- _GOAL_:
Write out only the tail of the records, beginning at the line containing "Note: spot the white concrete" and including the last line, exactly as written.
** start of DATASET RECORDS **
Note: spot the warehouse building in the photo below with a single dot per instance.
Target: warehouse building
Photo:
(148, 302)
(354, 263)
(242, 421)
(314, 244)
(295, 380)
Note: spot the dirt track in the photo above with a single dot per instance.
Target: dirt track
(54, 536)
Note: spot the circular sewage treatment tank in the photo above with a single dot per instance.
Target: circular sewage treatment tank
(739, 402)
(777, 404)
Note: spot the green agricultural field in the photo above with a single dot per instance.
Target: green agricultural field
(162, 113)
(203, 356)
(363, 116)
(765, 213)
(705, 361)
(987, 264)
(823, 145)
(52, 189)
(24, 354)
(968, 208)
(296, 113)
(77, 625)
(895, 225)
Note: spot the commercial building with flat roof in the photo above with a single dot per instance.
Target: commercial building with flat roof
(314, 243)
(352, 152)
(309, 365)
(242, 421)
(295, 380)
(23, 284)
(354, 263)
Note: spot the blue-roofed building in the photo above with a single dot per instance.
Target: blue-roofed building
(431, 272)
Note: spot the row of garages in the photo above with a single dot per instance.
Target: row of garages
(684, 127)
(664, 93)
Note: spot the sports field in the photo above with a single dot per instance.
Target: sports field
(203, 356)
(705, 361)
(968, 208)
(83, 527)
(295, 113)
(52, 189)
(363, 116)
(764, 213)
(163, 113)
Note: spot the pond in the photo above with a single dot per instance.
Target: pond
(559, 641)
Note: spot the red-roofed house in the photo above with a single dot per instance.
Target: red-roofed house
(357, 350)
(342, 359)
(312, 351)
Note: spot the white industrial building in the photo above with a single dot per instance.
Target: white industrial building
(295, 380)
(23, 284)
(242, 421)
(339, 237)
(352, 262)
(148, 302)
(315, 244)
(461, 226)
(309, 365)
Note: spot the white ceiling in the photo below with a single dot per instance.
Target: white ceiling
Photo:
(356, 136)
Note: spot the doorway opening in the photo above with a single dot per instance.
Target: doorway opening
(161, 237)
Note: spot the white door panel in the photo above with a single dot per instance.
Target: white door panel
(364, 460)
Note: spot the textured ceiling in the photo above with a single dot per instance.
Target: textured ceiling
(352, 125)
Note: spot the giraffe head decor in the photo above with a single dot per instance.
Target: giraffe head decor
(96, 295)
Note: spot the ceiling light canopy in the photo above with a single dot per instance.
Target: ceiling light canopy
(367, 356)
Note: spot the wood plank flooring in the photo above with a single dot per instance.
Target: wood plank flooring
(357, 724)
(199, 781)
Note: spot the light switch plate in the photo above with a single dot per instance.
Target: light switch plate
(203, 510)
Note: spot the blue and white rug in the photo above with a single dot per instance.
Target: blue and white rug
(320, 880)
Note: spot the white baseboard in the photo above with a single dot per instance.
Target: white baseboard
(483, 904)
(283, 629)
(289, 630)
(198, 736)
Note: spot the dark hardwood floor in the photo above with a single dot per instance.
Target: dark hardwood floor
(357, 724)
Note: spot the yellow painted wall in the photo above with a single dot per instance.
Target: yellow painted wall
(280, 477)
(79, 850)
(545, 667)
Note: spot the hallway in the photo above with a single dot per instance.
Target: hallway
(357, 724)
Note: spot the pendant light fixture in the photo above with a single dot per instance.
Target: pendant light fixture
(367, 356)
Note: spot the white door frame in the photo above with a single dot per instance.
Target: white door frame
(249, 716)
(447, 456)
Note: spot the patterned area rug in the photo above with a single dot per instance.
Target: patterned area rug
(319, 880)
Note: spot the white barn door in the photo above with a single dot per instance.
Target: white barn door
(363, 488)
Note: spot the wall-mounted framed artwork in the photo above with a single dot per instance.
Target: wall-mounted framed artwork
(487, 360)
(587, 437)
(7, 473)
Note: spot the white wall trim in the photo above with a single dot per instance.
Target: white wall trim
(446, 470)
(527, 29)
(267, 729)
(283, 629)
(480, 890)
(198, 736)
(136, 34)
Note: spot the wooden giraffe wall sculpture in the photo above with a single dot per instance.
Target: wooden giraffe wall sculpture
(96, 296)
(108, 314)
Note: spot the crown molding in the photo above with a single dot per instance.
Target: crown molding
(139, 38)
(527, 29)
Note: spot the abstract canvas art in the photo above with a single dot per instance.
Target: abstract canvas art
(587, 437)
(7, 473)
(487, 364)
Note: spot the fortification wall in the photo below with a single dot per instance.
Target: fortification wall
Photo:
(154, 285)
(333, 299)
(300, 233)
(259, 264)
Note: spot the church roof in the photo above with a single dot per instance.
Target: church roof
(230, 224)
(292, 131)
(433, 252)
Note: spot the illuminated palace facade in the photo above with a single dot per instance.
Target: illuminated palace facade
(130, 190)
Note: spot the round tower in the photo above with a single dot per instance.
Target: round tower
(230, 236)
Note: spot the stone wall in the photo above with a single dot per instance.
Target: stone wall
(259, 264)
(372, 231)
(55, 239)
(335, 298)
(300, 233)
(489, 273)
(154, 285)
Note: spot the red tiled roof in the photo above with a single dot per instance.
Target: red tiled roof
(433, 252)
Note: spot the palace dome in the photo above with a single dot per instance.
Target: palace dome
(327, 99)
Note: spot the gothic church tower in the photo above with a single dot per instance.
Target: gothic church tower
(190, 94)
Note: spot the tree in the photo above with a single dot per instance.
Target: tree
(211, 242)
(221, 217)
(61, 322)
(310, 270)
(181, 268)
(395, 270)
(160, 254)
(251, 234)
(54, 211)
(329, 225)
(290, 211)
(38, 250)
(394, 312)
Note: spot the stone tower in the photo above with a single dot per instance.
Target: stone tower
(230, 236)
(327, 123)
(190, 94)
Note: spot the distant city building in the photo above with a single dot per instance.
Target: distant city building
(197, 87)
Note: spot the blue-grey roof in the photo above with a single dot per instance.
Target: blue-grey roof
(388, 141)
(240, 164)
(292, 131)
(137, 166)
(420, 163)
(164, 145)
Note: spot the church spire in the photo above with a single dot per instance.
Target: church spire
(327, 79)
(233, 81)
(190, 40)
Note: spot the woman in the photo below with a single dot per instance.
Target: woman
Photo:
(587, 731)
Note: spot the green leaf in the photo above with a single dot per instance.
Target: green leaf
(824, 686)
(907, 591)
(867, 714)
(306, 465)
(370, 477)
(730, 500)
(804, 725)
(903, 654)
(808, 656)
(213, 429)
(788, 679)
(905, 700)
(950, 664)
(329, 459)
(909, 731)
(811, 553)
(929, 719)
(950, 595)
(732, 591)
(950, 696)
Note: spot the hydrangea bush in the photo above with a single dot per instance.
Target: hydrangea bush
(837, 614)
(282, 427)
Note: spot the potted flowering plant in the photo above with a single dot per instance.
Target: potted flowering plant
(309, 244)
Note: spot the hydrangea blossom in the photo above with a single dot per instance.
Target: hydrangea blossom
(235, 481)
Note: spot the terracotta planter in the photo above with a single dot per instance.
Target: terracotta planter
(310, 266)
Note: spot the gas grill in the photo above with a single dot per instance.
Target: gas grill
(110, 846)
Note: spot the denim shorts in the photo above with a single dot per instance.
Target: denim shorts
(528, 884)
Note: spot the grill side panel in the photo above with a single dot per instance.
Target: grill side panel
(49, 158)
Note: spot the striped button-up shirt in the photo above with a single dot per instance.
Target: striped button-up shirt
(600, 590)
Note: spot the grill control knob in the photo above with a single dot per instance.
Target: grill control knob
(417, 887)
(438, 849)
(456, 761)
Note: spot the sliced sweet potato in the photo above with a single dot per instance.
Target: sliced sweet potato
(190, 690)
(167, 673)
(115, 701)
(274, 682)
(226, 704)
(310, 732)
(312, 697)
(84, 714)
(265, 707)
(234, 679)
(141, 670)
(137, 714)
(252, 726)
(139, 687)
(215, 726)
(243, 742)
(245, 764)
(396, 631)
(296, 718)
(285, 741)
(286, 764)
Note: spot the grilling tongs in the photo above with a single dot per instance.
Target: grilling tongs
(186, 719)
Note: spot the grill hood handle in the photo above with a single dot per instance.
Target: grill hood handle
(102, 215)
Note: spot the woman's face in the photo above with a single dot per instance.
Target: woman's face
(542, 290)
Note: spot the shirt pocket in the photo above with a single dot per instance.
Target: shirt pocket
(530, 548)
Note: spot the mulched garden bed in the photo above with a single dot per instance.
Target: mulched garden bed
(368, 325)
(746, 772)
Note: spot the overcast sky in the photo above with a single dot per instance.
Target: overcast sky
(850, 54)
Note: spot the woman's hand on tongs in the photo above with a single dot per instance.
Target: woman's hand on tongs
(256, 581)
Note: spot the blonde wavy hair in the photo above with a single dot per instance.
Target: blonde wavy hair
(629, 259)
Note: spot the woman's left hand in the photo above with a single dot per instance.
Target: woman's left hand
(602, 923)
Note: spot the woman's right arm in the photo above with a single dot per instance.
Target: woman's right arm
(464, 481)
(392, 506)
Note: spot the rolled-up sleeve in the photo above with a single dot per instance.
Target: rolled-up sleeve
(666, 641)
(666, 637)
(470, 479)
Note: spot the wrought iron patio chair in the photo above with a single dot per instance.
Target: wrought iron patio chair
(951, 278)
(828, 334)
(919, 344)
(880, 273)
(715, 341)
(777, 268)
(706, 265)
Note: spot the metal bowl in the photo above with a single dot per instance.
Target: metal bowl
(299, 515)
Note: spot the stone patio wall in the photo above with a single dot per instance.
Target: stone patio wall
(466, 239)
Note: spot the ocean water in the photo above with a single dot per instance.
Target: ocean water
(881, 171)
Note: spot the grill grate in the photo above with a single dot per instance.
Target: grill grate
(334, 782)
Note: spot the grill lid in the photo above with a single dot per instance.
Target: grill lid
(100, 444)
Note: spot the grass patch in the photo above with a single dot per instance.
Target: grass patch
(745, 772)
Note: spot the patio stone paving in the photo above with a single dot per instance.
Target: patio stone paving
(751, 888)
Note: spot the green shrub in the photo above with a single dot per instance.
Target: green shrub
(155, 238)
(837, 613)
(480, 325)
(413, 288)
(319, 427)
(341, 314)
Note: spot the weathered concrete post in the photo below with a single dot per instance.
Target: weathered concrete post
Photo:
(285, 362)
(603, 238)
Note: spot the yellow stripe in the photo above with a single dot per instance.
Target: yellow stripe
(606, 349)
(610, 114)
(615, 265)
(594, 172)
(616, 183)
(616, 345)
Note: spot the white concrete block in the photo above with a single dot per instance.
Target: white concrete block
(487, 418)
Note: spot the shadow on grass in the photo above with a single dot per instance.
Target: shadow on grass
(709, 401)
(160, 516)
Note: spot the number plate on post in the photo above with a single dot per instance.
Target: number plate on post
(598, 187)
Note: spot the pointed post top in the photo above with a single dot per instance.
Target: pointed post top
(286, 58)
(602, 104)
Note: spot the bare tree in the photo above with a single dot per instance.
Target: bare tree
** end of DATASET RECORDS **
- _RESPONSE FOR THIS EXERCISE_:
Note: spot the white concrete block in the photo above with a single dot per instance.
Target: white concrete block
(487, 418)
Note: spot the shadow on grass in the photo above with a single dot per instance.
Target: shadow on grass
(709, 401)
(160, 516)
Note: spot the number plate on post in the photo above with a single dot per instance.
Target: number plate on post
(598, 187)
Note: spot the pointed post top in the photo above with a single dot per instance.
Target: pointed post top
(286, 58)
(602, 104)
Note: spot the bare tree in the photo above with a single dot per instance.
Target: bare tree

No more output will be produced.